*Provided entries*.
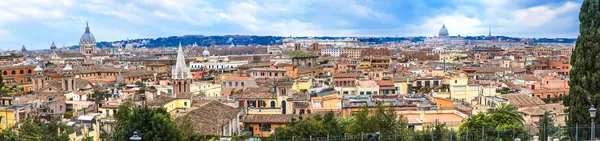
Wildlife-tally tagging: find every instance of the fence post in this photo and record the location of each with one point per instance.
(498, 134)
(451, 133)
(467, 134)
(558, 136)
(528, 130)
(482, 136)
(576, 131)
(432, 135)
(361, 136)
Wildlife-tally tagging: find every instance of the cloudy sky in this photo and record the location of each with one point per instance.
(37, 23)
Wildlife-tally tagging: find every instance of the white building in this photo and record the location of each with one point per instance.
(217, 64)
(347, 42)
(333, 52)
(209, 89)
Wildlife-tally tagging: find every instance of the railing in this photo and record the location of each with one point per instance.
(528, 133)
(254, 109)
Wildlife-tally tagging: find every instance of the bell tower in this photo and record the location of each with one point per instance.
(68, 78)
(180, 75)
(38, 78)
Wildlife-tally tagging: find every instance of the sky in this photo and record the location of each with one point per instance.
(38, 23)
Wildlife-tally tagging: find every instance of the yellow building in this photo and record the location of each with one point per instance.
(326, 101)
(87, 128)
(172, 105)
(209, 89)
(7, 117)
(270, 105)
(302, 84)
(461, 90)
(403, 84)
(449, 58)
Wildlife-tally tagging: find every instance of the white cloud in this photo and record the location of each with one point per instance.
(540, 15)
(455, 23)
(505, 17)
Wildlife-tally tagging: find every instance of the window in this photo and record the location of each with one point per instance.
(265, 127)
(262, 104)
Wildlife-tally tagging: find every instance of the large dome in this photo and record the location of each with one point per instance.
(205, 53)
(87, 36)
(443, 32)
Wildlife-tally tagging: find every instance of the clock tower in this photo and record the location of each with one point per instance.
(87, 42)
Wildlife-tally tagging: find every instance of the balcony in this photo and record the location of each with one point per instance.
(264, 110)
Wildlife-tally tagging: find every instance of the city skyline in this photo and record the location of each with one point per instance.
(36, 24)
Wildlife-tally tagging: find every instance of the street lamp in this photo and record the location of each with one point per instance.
(135, 137)
(593, 115)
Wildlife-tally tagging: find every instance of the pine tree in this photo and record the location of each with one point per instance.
(585, 74)
(1, 81)
(545, 127)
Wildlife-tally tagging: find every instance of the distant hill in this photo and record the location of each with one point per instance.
(246, 40)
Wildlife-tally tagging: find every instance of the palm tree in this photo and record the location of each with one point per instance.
(507, 109)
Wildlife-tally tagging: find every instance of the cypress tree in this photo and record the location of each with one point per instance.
(585, 73)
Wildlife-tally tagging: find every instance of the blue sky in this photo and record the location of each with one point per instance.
(37, 23)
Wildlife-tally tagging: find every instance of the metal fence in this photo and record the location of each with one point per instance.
(529, 133)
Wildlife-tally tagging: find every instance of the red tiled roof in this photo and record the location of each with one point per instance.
(270, 118)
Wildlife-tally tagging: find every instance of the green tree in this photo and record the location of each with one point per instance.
(1, 81)
(140, 83)
(9, 135)
(439, 131)
(152, 124)
(98, 97)
(545, 127)
(29, 130)
(186, 125)
(585, 72)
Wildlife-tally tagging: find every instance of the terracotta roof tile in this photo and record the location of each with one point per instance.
(270, 118)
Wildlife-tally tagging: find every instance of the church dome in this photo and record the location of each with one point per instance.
(443, 32)
(53, 46)
(205, 53)
(38, 68)
(87, 36)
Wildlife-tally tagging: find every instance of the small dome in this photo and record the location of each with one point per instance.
(53, 46)
(68, 68)
(38, 68)
(129, 46)
(205, 53)
(87, 36)
(443, 32)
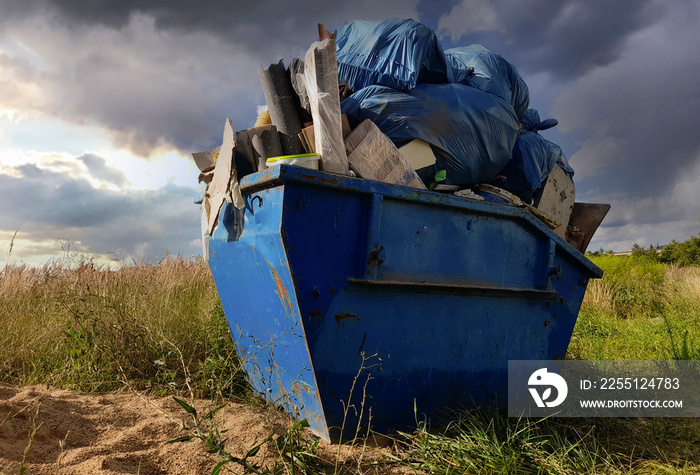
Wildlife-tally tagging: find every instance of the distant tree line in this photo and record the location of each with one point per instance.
(682, 254)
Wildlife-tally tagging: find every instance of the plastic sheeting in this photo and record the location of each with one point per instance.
(394, 53)
(471, 132)
(479, 67)
(533, 159)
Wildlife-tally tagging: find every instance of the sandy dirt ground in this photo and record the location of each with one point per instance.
(53, 431)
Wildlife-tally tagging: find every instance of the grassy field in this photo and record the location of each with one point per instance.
(159, 328)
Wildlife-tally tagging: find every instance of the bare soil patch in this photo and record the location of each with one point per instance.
(80, 433)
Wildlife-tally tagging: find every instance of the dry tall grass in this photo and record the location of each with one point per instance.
(91, 328)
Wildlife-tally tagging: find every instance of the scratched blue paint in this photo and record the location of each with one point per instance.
(412, 297)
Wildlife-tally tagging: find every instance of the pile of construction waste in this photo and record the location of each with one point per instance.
(383, 101)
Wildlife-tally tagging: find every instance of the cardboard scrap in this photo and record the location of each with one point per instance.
(205, 159)
(375, 157)
(418, 154)
(556, 198)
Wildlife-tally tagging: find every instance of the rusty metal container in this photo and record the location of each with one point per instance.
(352, 302)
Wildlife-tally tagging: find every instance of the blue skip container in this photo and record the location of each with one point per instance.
(360, 305)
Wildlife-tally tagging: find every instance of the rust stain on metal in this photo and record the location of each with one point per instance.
(281, 289)
(376, 256)
(362, 345)
(342, 316)
(298, 388)
(328, 181)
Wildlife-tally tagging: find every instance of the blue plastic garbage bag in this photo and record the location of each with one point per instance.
(533, 159)
(472, 133)
(394, 53)
(479, 67)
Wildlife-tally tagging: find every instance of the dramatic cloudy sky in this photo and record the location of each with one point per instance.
(102, 102)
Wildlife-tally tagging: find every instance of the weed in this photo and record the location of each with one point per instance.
(298, 455)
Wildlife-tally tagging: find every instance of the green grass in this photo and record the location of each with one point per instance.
(156, 327)
(639, 310)
(160, 328)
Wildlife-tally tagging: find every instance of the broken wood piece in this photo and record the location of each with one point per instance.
(321, 80)
(374, 156)
(282, 105)
(587, 217)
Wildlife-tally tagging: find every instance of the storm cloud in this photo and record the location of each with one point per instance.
(622, 78)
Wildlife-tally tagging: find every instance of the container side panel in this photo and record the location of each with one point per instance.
(253, 279)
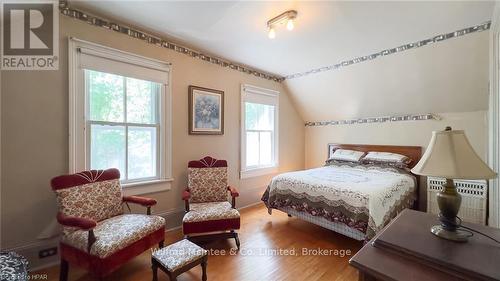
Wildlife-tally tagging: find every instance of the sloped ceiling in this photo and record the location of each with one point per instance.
(444, 77)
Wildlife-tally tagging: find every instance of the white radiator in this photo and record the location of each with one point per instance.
(474, 198)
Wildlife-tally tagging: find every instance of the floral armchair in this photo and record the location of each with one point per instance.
(209, 215)
(97, 235)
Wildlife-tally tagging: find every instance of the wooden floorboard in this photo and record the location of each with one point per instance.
(260, 234)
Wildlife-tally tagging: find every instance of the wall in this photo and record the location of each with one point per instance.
(416, 133)
(35, 133)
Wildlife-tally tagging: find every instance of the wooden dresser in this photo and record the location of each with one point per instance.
(406, 250)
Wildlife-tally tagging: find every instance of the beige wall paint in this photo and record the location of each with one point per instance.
(416, 133)
(35, 132)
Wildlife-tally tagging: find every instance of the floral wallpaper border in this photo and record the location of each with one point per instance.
(407, 117)
(144, 36)
(402, 48)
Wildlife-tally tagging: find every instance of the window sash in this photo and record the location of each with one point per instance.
(252, 94)
(126, 125)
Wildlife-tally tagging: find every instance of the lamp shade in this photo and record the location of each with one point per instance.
(450, 155)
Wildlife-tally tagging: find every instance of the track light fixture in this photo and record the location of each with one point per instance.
(287, 17)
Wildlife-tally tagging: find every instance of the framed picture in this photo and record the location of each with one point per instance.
(206, 111)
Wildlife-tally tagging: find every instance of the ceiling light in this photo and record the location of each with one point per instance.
(272, 33)
(287, 17)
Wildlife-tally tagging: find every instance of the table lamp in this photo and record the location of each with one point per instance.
(449, 155)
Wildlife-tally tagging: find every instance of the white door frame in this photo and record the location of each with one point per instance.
(494, 118)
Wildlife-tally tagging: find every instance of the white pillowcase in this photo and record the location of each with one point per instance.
(386, 157)
(347, 155)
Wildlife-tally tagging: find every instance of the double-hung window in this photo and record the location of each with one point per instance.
(119, 114)
(259, 139)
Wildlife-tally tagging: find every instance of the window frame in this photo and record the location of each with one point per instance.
(79, 136)
(260, 170)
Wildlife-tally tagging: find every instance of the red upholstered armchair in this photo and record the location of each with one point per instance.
(208, 213)
(96, 234)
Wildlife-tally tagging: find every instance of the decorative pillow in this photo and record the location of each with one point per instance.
(97, 200)
(207, 184)
(347, 155)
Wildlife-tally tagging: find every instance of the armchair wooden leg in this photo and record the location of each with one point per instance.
(63, 274)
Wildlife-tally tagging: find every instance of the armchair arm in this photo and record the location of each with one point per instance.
(234, 193)
(186, 195)
(143, 201)
(81, 223)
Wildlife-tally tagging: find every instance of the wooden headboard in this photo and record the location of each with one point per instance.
(414, 152)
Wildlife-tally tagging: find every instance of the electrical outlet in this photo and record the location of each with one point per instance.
(47, 252)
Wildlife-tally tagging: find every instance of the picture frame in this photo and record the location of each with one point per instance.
(206, 111)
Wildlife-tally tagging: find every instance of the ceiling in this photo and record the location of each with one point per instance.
(326, 32)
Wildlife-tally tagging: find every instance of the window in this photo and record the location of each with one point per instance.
(259, 118)
(120, 115)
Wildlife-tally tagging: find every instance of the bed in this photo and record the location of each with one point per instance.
(353, 199)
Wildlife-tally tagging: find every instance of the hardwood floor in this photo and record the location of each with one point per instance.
(262, 236)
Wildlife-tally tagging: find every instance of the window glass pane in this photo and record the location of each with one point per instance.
(141, 101)
(266, 152)
(259, 116)
(141, 152)
(106, 96)
(107, 148)
(252, 158)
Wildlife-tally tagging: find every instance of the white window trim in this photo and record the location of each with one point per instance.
(77, 136)
(259, 171)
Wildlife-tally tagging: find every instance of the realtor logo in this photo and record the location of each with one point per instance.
(30, 35)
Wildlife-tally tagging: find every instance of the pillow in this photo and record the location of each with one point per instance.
(347, 155)
(386, 157)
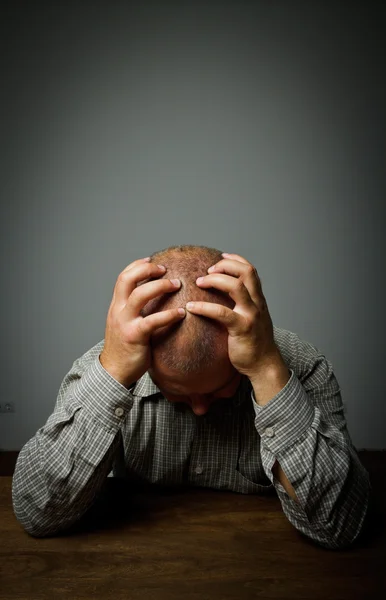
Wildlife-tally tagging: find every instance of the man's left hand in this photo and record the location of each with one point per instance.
(251, 346)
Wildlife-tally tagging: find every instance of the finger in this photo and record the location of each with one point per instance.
(217, 312)
(233, 286)
(151, 323)
(246, 271)
(142, 294)
(128, 279)
(235, 257)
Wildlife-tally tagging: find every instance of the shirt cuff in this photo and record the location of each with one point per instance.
(285, 418)
(105, 399)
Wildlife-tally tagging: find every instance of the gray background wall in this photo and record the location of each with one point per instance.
(254, 127)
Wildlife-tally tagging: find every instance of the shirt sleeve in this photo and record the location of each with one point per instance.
(60, 471)
(304, 428)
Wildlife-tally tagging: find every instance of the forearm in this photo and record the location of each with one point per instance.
(60, 471)
(266, 385)
(320, 482)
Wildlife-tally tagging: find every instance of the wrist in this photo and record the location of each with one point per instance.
(114, 372)
(268, 379)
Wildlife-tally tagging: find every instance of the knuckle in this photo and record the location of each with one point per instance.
(123, 277)
(239, 284)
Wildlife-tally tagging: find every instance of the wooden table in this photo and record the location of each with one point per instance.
(185, 544)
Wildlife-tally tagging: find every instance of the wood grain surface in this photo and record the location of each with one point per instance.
(189, 544)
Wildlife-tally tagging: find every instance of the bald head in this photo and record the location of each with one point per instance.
(195, 343)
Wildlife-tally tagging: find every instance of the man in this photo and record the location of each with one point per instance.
(193, 385)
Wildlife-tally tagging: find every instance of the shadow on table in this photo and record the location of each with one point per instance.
(121, 503)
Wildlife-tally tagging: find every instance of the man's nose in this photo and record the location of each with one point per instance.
(197, 397)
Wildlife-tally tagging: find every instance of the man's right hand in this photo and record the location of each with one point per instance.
(126, 354)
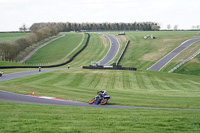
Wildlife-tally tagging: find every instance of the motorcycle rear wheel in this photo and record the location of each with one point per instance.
(91, 101)
(104, 101)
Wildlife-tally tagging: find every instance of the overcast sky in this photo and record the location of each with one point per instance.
(14, 13)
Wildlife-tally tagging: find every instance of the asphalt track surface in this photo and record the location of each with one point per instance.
(113, 50)
(166, 59)
(18, 98)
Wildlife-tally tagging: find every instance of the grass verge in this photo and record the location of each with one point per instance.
(17, 117)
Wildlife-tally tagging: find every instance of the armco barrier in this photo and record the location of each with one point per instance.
(118, 61)
(109, 67)
(71, 59)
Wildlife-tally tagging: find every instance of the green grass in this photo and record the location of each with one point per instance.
(94, 52)
(11, 37)
(17, 117)
(192, 67)
(129, 88)
(57, 50)
(145, 89)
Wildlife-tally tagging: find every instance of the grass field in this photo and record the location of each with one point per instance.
(11, 37)
(192, 67)
(97, 48)
(131, 88)
(17, 117)
(143, 53)
(147, 89)
(57, 50)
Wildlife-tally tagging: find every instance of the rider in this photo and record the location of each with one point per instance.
(101, 94)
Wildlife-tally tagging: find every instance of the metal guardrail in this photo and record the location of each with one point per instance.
(109, 68)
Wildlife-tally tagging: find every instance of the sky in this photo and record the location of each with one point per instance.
(15, 13)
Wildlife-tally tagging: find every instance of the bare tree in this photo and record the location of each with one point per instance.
(23, 28)
(175, 27)
(168, 26)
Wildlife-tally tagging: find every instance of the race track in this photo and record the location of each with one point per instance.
(113, 50)
(12, 97)
(162, 62)
(17, 98)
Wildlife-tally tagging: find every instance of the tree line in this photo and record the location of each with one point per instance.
(65, 27)
(9, 51)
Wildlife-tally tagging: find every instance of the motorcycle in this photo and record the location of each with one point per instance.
(100, 100)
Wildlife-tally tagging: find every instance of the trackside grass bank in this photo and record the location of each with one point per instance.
(143, 53)
(19, 117)
(11, 37)
(143, 89)
(56, 51)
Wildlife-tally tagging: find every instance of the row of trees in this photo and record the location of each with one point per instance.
(64, 27)
(9, 51)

*Objective*. Give the lines exactly as they stand, from the line with "Wildlife-tally tagging: find every instance of the motorcycle in" through the end of the material.

*Complete response*.
Wildlife-tally tagging: find every instance of the motorcycle in this photo and record the location of each with one point per instance.
(100, 100)
Wildlife-tally tagging: find every instance of the trackside grass bank in this photo and record the location of each with one point per instance.
(143, 53)
(19, 117)
(11, 37)
(143, 89)
(56, 51)
Wildlife-tally tagging: find every instance of the row of trees in this photo and record the location of each with one point per instance.
(64, 27)
(9, 51)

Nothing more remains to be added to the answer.